Begin at the line containing "TARGET = fish eye" and copy exactly through the last line of the listing, skipping every picture.

▬▬▬

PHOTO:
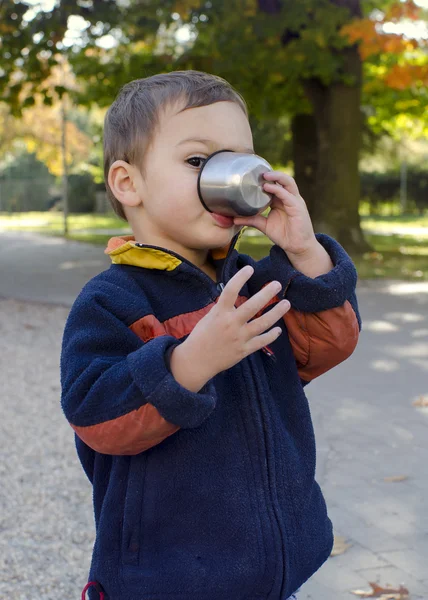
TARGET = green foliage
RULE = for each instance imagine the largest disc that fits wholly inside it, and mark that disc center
(31, 42)
(25, 185)
(379, 189)
(81, 193)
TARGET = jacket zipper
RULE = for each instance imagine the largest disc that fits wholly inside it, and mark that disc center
(219, 285)
(261, 407)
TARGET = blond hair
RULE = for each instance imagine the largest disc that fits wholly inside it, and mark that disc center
(131, 120)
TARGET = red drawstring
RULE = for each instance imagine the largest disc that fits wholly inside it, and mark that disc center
(97, 586)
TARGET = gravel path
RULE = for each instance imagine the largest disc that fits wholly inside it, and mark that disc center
(46, 522)
(366, 425)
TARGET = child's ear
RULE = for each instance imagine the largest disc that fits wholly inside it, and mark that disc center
(123, 182)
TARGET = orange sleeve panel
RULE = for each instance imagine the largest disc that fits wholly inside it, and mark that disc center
(322, 340)
(131, 434)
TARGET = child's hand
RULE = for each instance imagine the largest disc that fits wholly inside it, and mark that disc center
(288, 223)
(225, 336)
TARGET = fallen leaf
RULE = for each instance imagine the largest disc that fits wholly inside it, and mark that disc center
(421, 401)
(383, 593)
(340, 546)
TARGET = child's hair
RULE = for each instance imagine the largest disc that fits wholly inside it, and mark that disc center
(131, 120)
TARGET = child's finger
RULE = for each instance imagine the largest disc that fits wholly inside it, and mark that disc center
(258, 221)
(257, 302)
(280, 192)
(266, 321)
(285, 180)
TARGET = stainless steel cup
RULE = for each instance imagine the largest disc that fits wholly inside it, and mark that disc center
(231, 184)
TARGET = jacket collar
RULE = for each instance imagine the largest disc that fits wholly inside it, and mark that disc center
(124, 250)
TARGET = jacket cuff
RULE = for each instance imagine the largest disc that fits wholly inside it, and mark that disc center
(323, 292)
(149, 367)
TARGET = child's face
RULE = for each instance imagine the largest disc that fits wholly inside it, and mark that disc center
(171, 213)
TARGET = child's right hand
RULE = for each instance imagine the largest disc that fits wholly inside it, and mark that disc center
(225, 336)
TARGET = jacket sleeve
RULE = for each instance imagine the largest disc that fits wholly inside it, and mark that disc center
(118, 393)
(324, 321)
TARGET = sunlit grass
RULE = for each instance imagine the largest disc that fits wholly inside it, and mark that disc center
(394, 257)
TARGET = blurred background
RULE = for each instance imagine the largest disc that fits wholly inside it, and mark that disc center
(337, 92)
(338, 95)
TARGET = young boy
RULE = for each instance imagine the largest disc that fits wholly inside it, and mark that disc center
(183, 364)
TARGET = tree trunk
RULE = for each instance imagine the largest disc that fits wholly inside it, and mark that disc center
(326, 147)
(338, 126)
(305, 157)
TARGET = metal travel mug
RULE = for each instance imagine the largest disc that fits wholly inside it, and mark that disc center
(231, 184)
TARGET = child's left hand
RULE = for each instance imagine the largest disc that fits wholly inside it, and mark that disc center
(288, 223)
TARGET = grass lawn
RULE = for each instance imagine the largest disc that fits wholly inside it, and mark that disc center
(396, 256)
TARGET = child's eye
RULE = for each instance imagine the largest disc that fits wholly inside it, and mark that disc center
(196, 159)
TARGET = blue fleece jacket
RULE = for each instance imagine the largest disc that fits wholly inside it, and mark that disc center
(226, 506)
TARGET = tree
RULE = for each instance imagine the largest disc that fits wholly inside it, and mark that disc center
(308, 59)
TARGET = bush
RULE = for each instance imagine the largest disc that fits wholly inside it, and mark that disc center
(26, 185)
(380, 189)
(81, 193)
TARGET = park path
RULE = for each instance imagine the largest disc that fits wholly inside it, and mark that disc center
(366, 425)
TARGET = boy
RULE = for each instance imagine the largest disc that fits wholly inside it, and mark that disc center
(183, 364)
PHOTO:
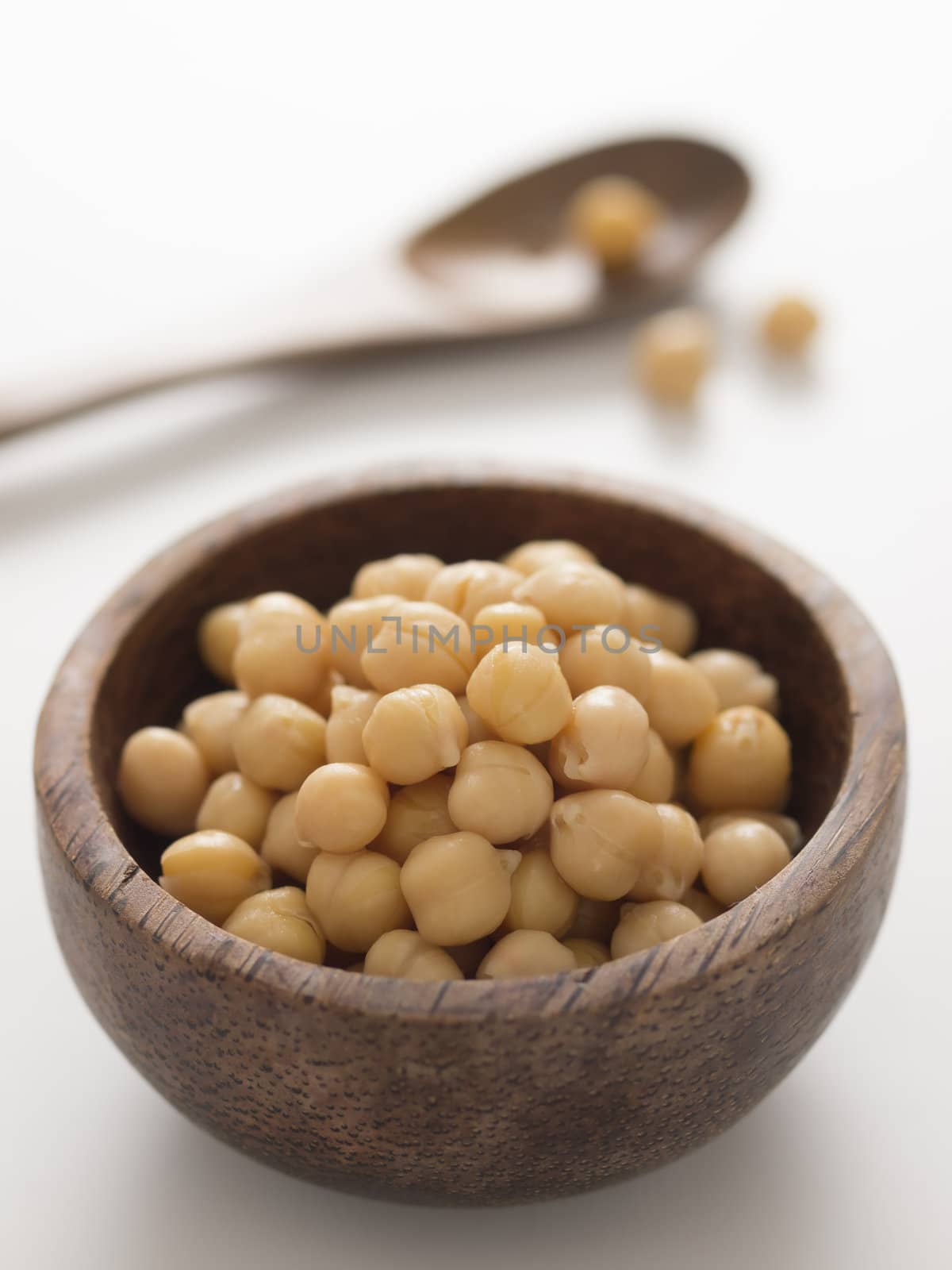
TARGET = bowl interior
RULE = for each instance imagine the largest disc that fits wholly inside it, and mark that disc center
(315, 546)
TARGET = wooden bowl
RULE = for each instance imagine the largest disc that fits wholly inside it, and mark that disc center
(473, 1091)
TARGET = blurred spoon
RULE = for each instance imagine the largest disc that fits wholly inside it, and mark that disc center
(501, 264)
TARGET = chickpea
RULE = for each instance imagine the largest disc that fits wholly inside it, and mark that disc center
(236, 806)
(340, 808)
(424, 645)
(701, 903)
(531, 556)
(524, 954)
(209, 722)
(278, 742)
(574, 595)
(658, 778)
(520, 692)
(596, 920)
(588, 952)
(670, 873)
(282, 849)
(607, 656)
(603, 745)
(457, 887)
(213, 873)
(673, 353)
(682, 702)
(355, 899)
(613, 217)
(353, 624)
(467, 587)
(507, 622)
(789, 325)
(408, 575)
(349, 711)
(539, 899)
(279, 609)
(406, 956)
(281, 921)
(163, 780)
(476, 728)
(738, 679)
(742, 856)
(601, 840)
(501, 791)
(416, 813)
(651, 616)
(785, 825)
(740, 760)
(645, 925)
(282, 660)
(219, 634)
(414, 733)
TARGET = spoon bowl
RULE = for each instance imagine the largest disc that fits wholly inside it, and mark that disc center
(499, 266)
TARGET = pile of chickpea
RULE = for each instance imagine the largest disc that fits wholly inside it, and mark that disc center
(490, 768)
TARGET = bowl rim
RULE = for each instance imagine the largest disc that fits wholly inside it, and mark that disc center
(70, 806)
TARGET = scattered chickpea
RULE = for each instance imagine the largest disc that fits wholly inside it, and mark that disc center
(653, 616)
(738, 679)
(278, 742)
(416, 813)
(236, 806)
(541, 901)
(213, 873)
(406, 956)
(524, 954)
(520, 692)
(740, 760)
(163, 780)
(408, 575)
(281, 921)
(588, 952)
(349, 711)
(789, 325)
(355, 899)
(606, 656)
(457, 887)
(613, 217)
(673, 353)
(605, 745)
(742, 856)
(501, 791)
(342, 808)
(281, 848)
(601, 840)
(682, 702)
(645, 925)
(219, 634)
(414, 733)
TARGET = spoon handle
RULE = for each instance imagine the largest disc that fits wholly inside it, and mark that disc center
(368, 306)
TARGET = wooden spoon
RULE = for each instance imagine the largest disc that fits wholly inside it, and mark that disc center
(501, 264)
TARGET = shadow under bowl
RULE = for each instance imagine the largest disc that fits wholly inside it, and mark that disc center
(473, 1091)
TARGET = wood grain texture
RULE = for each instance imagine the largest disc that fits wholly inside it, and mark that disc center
(476, 1091)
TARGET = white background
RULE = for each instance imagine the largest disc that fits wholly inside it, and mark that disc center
(165, 162)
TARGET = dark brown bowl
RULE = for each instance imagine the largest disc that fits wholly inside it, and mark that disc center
(479, 1091)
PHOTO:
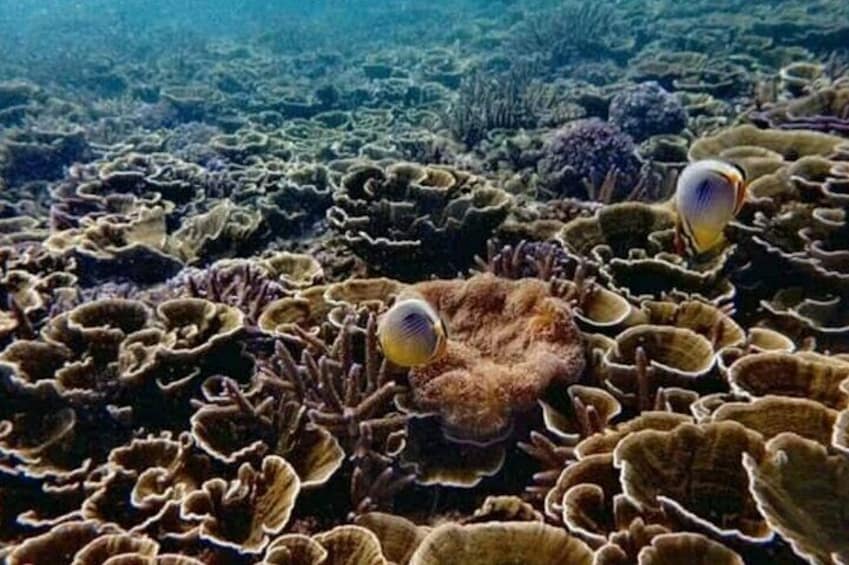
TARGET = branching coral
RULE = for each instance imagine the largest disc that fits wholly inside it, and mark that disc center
(577, 158)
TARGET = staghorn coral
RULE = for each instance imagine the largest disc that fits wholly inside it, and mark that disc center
(509, 340)
(340, 391)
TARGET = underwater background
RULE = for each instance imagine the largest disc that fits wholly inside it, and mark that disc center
(358, 282)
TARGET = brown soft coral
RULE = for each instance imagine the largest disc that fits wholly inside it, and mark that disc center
(508, 341)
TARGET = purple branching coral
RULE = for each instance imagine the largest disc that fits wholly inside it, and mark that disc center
(647, 109)
(580, 157)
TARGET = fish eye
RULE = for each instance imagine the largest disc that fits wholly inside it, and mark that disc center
(740, 169)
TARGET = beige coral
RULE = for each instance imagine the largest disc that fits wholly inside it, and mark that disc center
(508, 341)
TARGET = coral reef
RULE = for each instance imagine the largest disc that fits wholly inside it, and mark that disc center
(577, 158)
(204, 213)
(646, 110)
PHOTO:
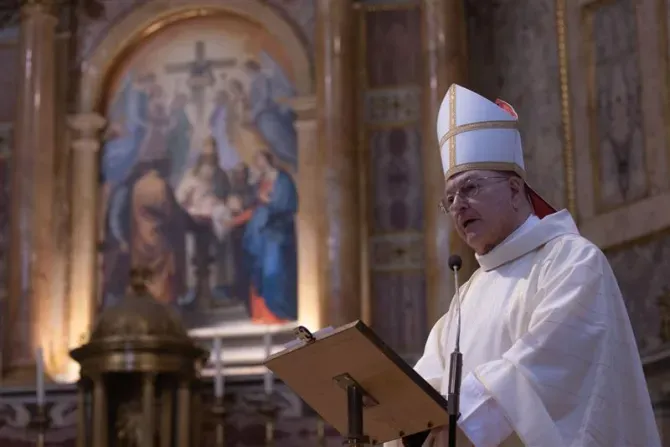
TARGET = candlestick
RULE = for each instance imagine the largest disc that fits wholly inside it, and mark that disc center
(39, 364)
(269, 411)
(320, 432)
(268, 382)
(40, 423)
(219, 411)
(219, 378)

▬▬▬

Written reply:
TARGET = fish eye
RULE = for each instance imagine the largest disc that fits wholly inside it, and mark that disc center
(740, 169)
TARGET = beige coral
RULE = for each instance imagine the largest disc that fits wholly inside it, and mark that disc center
(508, 341)
TARGET = coral reef
RULE = for each instance imagine the largest disc that fits wholly inside it, and mark that disc center
(577, 158)
(204, 213)
(646, 110)
PHOTO:
TARGET = candlestick
RULE = for each instance imagine the largest disc that fits wholly inside it, and mark that disc center
(39, 364)
(269, 411)
(320, 432)
(268, 382)
(40, 423)
(219, 411)
(219, 378)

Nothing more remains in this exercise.